“He who does not travel does not know the value of men.”
~ Moorish proverb
Aza, Natia and I are having coffee in the music room.
It’s late November and the winter chill is slightly satiated by the wood burning stove as the room fills with its warm charcoal smell. It’s almost a month and a half in and my clothes smell like a camp fire, occasionally I had to take “cowboy” showers because the power goes out so often.
Hot water, electricity and shoes not covered in mud and any kind of shit have become a luxury.
I’m in rural Georgia (formerly part of USSR). I signed up to teach English in the village of Mathoji in the region of Imereti, situated in the middle of the country, for three months—something meaningful to do instead of sitting on my ass and waiting to defend my masters.
Aza, the music teacher, is beaming telling me and Natia in Kartuenglish that her boyfriend (meaning her husband) is coming home for Christmas. Natia, the primary English teacher, and I giggle. I love these two women and frequently spend my school afternoons with them.
Fast-forward to the first week of December. It’s late Monday morning and I haven’t seen Aza all day. I ask around to see if anyone has seen her. I’m told that Aza’s husband was found dead in his apartment—a heart attack. By the time he was found it was too late.
My heart is breaking. A bus has been hired to take some of the teachers over to Aza’s house for the wake. Aza is sitting behind the open casket of her husband when we enter the room. We all make our way individually to her and give our condolences. At my turn, I break down and hold her. She asks me, “What am I to do? My husband! My husband!” I hold her and have no reply.
I’m not a tourist junkie. Don’t get me wrong, I’m impressed by the seven or eight wonders of the world (or nine, don’t quote me). Local folklore and practices I eat up like a fiend, but I travel for the purpose of meeting people and experiencing their lives with them.
I travel to experience the commonality and value of man.
It’s an early weekday evening and I’m sitting at the table in an apartment home in suburban Spain, in a barrio (“neighborhood” in Spanish) dominated by immigrants from North Africa and sprinklings of South East Asians.
The barrio is labeled or known to the locals as the worse part of town in Terrassa, Spain.

• MATERIAL SHOWN:

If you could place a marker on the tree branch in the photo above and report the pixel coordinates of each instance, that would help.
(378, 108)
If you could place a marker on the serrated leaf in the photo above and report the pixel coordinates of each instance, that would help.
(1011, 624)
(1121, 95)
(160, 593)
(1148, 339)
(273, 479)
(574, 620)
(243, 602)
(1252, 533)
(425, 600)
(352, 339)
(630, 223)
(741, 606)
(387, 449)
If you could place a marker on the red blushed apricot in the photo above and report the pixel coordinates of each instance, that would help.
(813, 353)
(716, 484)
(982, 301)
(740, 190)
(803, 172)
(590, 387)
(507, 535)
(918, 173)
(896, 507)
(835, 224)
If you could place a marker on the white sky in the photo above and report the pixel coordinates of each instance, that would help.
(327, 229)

• TASK A:
Answer these questions from the travel essay, one per line:
(i) In which region is the village of Mathoji?
(ii) What subject does Aza teach?
(iii) In which Spanish town is the barrio described as the worse part of town?
• TASK B:
Reproduce the passage of the travel essay from "It’s an early" up to and including "in Terrassa, Spain.".

• EXPECTED ANSWER A:
(i) Imereti
(ii) Music
(iii) Terrassa

• EXPECTED ANSWER B:
It’s an early weekday evening and I’m sitting at the table in an apartment home in suburban Spain, in a barrio (“neighborhood” in Spanish) dominated by immigrants from North Africa and sprinklings of South East Asians.
The barrio is labeled or known to the locals as the worse part of town in Terrassa, Spain.